Segment Start: Selected extract
Why it’s a strong first job
From a junior’s perspective, Icertis is one of the cleanest ways to get close to real AI without having “ML Engineer” in your title. The core product is unapologetically data-heavy: natural language processing for clause extraction, similarity, and risk scoring; analytics that help legal and procurement teams actually understand what they’ve signed. Because it sells into banks, manufacturers, and pharma, the customer base skews conservative and long-term, which is a quiet but important signal of stability compared to hype-driven consumer apps. You’re not just learning to code; you’re learning how AI gets wired into workflows for some of the most risk-sensitive organizations in the world.
What you’d actually build
Day to day, the “rooms” you’ll spend time in are very different from a typical CRUD dashboard. Junior engineers at a contract intelligence company are likely to build and maintain ingestion APIs that pull contracts from CRMs, ERPs, and document systems; implement features around clause search, approvals, and version history in a modern web UI; and help wire new ML-powered capabilities (like a “non-standard clause” flag or a risk score) into the product in a way business users actually trust. You’d work shoulder-to-shoulder with data engineering and applied ML teams even if your title is full-stack, seeing how models are versioned, deployed, and monitored in production, and how to debug the seams where model output meets business logic.
Segment End: Selected extract
* _What the exercise asks_: Copy the passage on Icertis as a first job word for word, beginning at the words "What you’d actually" and stopping after "meets business logic.".
Segment Start: Data under study
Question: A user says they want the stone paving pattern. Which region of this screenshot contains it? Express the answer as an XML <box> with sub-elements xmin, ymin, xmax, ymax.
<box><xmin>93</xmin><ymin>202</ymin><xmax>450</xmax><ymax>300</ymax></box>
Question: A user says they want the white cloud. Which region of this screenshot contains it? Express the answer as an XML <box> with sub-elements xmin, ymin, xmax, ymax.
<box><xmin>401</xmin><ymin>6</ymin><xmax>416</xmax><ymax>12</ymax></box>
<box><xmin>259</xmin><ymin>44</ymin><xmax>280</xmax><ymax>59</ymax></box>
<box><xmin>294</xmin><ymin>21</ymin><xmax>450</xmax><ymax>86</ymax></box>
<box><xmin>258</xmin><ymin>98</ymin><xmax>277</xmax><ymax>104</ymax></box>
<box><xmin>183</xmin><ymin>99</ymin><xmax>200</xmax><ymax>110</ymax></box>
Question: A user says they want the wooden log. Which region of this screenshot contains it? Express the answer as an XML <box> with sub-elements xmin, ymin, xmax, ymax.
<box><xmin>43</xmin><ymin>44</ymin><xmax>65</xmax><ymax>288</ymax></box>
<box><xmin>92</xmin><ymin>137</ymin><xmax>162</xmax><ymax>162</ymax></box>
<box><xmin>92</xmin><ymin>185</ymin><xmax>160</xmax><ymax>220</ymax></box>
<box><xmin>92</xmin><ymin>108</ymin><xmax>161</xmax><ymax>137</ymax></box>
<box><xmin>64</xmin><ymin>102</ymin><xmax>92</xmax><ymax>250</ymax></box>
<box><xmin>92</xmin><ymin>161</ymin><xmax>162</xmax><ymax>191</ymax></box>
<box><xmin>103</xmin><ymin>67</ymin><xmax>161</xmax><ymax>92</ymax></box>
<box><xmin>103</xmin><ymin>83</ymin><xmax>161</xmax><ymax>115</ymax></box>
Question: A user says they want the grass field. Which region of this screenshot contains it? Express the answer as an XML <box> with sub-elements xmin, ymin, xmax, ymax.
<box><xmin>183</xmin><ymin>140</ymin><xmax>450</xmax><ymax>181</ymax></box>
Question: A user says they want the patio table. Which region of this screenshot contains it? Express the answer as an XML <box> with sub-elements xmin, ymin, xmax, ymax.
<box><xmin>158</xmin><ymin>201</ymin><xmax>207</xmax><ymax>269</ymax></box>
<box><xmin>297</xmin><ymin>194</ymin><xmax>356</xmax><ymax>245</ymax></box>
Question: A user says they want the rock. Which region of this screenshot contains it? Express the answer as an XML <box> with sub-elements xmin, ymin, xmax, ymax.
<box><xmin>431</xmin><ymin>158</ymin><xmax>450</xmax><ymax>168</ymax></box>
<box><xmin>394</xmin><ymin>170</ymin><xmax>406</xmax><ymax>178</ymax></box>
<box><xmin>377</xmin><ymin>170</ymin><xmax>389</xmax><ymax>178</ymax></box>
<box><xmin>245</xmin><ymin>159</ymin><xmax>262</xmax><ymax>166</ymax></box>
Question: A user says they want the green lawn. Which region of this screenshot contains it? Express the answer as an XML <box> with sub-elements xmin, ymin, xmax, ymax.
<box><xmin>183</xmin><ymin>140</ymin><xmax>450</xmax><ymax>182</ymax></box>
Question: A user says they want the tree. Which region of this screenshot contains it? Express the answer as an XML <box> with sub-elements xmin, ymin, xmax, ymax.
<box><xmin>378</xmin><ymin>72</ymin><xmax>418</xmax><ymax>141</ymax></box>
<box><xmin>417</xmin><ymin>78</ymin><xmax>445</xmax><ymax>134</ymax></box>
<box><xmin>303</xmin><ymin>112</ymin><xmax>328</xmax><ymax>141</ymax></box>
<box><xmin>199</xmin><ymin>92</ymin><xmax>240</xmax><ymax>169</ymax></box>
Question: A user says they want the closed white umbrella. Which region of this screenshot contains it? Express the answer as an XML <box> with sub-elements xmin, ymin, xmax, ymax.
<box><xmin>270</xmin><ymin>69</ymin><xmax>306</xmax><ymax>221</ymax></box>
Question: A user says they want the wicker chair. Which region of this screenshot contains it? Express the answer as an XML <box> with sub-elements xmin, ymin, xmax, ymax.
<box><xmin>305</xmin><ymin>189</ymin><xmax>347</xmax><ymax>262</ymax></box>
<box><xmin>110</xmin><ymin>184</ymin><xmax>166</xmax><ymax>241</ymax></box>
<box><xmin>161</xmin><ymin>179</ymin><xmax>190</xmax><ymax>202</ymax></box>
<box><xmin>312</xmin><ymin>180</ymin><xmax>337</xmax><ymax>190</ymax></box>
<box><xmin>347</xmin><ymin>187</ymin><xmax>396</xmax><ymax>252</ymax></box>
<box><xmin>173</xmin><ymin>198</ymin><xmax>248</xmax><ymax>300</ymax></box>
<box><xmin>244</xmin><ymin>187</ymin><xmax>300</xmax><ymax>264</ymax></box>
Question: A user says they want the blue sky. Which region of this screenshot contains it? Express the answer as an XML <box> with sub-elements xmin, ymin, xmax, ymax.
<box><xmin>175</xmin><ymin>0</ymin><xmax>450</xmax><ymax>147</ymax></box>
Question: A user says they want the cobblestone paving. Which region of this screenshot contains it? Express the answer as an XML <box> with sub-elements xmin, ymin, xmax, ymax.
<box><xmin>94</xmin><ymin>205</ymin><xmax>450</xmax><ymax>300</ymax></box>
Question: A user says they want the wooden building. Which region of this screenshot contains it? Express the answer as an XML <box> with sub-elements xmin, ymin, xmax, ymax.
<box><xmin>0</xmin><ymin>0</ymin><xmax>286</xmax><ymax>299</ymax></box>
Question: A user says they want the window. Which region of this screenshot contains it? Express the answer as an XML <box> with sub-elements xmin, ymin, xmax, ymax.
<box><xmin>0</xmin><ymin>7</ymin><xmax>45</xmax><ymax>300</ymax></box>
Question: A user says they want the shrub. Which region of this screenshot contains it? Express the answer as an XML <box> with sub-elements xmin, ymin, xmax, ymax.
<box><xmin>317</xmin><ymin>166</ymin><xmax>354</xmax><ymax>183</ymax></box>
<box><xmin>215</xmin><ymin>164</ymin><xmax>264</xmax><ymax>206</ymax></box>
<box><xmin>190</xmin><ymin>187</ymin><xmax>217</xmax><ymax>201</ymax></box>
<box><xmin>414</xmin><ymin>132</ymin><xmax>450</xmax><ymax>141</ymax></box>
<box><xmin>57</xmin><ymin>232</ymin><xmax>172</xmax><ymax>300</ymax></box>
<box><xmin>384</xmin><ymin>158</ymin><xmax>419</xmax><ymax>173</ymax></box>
Segment End: Data under study
* _Worked solution_:
What you’d actually build
Day to day, the “rooms” you’ll spend time in are very different from a typical CRUD dashboard. Junior engineers at a contract intelligence company are likely to build and maintain ingestion APIs that pull contracts from CRMs, ERPs, and document systems; implement features around clause search, approvals, and version history in a modern web UI; and help wire new ML-powered capabilities (like a “non-standard clause” flag or a risk score) into the product in a way business users actually trust. You’d work shoulder-to-shoulder with data engineering and applied ML teams even if your title is full-stack, seeing how models are versioned, deployed, and monitored in production, and how to debug the seams where model output meets business logic.